Given task
Reproduce verbatim the part of the data below that opens with the line containing "Please tag the windshield" and closes with the line containing "column 95, row 267", including both of those lines.

Some records
************

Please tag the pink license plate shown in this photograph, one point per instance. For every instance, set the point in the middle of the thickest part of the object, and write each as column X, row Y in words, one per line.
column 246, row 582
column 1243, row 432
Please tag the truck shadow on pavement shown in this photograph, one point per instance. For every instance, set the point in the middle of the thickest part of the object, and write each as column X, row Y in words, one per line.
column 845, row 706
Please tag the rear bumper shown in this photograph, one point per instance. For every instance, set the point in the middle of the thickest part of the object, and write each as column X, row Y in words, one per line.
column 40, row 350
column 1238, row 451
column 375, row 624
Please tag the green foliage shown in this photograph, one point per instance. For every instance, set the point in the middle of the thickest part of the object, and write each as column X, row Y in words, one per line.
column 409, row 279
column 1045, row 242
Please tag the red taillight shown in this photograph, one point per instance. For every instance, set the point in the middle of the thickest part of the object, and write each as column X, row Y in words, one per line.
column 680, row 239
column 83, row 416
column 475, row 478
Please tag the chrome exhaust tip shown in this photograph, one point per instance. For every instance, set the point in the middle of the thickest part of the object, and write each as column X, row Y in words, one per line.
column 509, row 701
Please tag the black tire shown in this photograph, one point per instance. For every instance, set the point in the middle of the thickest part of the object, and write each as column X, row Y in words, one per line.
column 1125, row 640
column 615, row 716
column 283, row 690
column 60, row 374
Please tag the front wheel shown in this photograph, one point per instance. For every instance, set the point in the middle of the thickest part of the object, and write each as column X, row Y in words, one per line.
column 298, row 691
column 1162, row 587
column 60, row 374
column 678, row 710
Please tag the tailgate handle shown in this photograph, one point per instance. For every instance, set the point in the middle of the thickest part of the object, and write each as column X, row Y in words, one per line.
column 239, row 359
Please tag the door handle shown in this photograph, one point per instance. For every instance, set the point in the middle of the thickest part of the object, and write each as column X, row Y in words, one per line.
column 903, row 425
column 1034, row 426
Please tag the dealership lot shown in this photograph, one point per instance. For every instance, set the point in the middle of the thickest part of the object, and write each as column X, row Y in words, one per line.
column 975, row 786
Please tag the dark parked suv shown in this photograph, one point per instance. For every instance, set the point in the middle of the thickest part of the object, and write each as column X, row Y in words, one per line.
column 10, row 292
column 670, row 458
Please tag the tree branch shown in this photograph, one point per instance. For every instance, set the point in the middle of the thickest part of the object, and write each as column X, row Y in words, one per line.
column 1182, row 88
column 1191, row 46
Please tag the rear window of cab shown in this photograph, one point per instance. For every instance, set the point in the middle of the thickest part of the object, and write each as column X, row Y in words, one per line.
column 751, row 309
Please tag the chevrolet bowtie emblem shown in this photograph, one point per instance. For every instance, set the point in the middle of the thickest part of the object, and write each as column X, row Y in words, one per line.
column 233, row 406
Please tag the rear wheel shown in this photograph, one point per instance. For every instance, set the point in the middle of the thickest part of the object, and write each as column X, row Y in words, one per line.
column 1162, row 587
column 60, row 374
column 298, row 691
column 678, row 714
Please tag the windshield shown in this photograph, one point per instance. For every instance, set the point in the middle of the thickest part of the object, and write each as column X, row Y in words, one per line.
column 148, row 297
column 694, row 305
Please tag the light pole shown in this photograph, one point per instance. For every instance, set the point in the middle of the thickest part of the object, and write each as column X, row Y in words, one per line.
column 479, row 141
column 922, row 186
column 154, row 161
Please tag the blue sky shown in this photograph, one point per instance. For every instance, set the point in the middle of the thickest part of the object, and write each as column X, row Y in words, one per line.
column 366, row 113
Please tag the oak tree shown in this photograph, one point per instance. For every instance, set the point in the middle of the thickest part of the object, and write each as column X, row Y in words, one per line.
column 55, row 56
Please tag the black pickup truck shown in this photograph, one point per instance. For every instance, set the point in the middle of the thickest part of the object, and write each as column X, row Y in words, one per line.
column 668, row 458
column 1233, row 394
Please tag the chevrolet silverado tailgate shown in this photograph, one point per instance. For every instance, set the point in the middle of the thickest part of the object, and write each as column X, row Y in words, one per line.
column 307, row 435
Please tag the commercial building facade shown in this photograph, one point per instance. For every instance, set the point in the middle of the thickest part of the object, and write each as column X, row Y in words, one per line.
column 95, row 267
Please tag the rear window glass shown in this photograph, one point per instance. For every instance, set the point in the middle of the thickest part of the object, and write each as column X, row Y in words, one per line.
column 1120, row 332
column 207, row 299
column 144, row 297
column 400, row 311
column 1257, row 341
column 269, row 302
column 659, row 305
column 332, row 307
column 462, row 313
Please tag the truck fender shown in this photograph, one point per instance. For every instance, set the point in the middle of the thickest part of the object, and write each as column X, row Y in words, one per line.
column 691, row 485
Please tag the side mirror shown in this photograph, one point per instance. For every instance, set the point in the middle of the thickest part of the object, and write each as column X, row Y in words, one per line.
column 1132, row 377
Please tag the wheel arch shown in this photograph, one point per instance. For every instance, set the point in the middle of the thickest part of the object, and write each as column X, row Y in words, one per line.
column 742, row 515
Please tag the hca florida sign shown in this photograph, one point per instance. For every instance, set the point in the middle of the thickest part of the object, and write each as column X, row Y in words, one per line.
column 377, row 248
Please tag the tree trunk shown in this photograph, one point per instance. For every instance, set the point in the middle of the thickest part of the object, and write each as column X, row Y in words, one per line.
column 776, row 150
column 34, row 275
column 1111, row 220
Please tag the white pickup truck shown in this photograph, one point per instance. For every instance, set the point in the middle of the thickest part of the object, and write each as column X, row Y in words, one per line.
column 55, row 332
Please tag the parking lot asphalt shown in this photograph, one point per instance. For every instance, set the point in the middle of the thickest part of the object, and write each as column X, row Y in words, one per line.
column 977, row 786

************

Exercise answer
Please tag the windshield shown in this photograph, one point per instance. For every instance, set the point in the middle of the thickest part of the object, and write each as column X, row Y in words, one per line.
column 148, row 297
column 694, row 305
Please tag the light pole shown in this photograph, one point per instance. For every instance, set the point in the middle of the thickest part of the object, and write each as column X, row Y in words, one per line.
column 479, row 141
column 922, row 186
column 154, row 161
Please tag the blue sky shown in this photograph, one point per instance. For every instance, set the point in the middle of the thickest part of the object, and write each as column X, row Y in words, one per line.
column 366, row 113
Please tag the oak tree shown in this photograph, one point per instance. For every instance, set the point in the middle of the thickest part of the object, and write each as column X, row Y in words, one per line.
column 55, row 56
Please tag the black pickup truck shown in this photograph, one point per instance. For every instance, set the point in the middle of the thickest part of the object, and write each as column X, row Y in words, one per line.
column 668, row 458
column 1233, row 394
Please tag the chevrolet silverado tailgate shown in this photograph, one point per instance. For every instance, set the point in the middle of the thickest part of the object, and write each as column X, row Y in words, one per line.
column 307, row 435
Please tag the commercial building facade shown in this photograph, one point per instance. For every instance, set the point in the middle of the thickest part of the object, and write each as column X, row Y in words, one per line.
column 95, row 267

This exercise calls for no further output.